#### WHAT THE TASK ASKS:
Scan the records for the line containing "Mark the small"; extract it and all later lines, verbatim, through the end, and nothing before it.

-- Start RAW DATA --

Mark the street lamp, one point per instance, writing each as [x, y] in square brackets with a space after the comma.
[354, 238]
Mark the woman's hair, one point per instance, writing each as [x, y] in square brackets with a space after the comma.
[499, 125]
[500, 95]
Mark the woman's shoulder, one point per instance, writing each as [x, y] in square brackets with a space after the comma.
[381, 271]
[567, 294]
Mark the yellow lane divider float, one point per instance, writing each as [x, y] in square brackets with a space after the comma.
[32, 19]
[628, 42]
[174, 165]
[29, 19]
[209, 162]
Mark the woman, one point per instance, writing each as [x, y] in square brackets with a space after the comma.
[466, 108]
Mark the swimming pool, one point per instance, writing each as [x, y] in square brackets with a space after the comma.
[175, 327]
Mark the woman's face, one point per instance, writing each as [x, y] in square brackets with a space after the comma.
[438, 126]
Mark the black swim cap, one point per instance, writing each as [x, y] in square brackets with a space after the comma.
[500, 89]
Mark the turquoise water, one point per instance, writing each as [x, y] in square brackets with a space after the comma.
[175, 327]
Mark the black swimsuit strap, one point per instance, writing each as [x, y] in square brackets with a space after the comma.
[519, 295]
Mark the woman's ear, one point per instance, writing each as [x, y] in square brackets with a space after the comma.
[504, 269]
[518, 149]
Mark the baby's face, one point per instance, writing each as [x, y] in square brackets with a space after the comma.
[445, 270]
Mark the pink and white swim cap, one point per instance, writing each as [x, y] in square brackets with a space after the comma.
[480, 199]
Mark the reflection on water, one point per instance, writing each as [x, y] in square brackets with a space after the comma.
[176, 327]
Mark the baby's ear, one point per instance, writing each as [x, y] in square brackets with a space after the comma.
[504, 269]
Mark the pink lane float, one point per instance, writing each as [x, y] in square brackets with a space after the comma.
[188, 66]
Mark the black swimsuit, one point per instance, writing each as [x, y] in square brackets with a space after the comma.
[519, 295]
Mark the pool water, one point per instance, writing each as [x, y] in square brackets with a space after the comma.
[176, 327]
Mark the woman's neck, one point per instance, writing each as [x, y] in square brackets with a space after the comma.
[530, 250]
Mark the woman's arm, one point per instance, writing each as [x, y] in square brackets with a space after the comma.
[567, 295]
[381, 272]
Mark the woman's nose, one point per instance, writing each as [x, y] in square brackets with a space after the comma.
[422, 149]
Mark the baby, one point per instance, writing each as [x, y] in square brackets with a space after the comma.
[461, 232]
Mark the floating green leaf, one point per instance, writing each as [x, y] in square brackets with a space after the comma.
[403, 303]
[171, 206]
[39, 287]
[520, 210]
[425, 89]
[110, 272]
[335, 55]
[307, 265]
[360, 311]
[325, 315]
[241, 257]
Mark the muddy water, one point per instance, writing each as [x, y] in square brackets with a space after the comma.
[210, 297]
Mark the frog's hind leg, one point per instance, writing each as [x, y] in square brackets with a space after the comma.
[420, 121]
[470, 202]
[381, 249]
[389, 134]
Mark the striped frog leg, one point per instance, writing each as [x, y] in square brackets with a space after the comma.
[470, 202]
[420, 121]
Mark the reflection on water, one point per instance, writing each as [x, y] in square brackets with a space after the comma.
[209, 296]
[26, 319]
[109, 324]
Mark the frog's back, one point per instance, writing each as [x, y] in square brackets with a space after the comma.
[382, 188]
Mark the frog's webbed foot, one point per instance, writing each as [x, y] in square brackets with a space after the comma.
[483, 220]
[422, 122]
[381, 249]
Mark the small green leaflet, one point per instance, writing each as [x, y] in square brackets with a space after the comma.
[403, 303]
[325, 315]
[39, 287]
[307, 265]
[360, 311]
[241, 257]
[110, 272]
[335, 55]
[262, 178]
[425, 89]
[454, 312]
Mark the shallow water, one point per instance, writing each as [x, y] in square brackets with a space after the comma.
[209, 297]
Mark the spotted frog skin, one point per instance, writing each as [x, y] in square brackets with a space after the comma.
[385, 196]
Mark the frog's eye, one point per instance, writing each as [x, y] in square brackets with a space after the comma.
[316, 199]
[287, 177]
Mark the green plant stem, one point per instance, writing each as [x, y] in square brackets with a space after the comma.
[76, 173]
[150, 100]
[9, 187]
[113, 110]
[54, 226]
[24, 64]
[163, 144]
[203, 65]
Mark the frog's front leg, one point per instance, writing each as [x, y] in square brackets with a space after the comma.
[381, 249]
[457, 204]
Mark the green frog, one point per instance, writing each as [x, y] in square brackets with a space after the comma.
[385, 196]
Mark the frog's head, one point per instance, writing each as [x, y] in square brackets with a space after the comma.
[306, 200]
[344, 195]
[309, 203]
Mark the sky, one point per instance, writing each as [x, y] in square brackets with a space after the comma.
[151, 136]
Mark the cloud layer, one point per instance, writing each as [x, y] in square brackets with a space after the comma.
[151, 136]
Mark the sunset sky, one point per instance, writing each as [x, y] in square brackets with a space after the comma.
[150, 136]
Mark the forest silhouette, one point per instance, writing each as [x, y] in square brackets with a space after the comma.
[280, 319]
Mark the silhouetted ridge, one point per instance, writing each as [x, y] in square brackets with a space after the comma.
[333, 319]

-- End RAW DATA --

#### FULL SOLUTION:
Mark the small green leaflet, one point per instance, writing each as [x, y] in square brackets with a space after the comma.
[403, 303]
[325, 315]
[39, 287]
[307, 265]
[360, 311]
[241, 257]
[110, 272]
[335, 55]
[262, 178]
[425, 89]
[454, 312]
Mark the shallow water, one point per instance, writing each as [x, y] in square brackets with a space after the comma.
[209, 297]
Mark the spotted frog skin, one point per instance, writing each as [x, y] in square brackets with a space after the comma.
[385, 196]
Mark the frog's eye, one point per instance, writing each as [x, y] in square brackets with a space after the comma.
[316, 199]
[287, 177]
Mark the green plant stem, one point per instance, writing each as [x, y] in square brackets with a space after the comma.
[76, 173]
[150, 100]
[9, 187]
[113, 110]
[54, 226]
[24, 64]
[163, 144]
[203, 65]
Mark the frog's front leg, one point per instance, writing each as [x, y] in square brackets with a space after the comma.
[381, 249]
[457, 204]
Mark the green frog, one point per instance, writing each as [x, y] in square brackets with a space after the comma.
[385, 196]
Mark the frog's head, one point per instance, writing each as [x, y] in square brackets with a space after the comma.
[306, 200]
[344, 195]
[309, 203]
Mark the sky, one point per instance, writing each as [x, y] in square brackets with a space after the comma.
[151, 136]
Mark the cloud layer, one point per instance, writing each as [x, y] in square brackets with a space after the comma.
[151, 136]
Mark the sunset sky, one point per instance, writing each as [x, y] in square brackets with a space after the comma.
[150, 136]
Mark the forest silhouette, one point per instance, writing each as [x, y] in square brackets with a space after the comma.
[280, 319]
Mark the silhouetted ridge, one point per instance, writing each as [x, y] in square brackets with a space after the comma.
[333, 319]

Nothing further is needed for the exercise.